# What needs to be done:
Gather every line in the rows below that contains the word "paper", and count a line only if its capitalization matches.

[Source records]

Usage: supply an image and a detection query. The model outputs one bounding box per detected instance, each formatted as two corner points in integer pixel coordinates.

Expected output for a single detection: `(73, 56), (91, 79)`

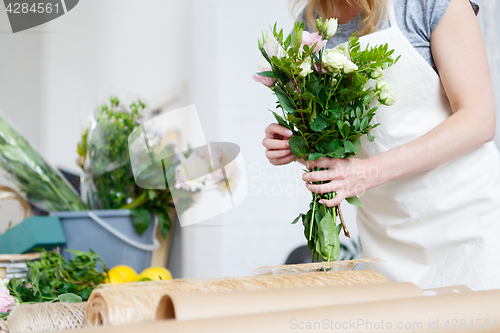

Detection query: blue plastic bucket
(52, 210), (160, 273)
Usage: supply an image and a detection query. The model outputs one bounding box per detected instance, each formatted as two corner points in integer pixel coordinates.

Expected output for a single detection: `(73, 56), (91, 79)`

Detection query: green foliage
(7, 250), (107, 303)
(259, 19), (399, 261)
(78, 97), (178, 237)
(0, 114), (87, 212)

* * *

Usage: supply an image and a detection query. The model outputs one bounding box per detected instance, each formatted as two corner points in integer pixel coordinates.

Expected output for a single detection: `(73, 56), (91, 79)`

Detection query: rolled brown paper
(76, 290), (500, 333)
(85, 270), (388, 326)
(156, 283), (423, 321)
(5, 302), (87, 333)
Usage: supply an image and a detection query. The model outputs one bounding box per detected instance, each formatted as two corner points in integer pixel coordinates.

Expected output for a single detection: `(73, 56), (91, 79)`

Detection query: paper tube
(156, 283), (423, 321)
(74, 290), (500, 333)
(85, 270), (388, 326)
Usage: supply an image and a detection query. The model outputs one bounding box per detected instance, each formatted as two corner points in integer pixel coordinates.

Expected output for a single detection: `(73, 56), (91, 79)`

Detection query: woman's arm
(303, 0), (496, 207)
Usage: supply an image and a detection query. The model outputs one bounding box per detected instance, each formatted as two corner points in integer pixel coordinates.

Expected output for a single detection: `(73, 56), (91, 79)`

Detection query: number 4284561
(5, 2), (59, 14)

# Result below:
Detection query: rolled brown paper
Detection query: paper tube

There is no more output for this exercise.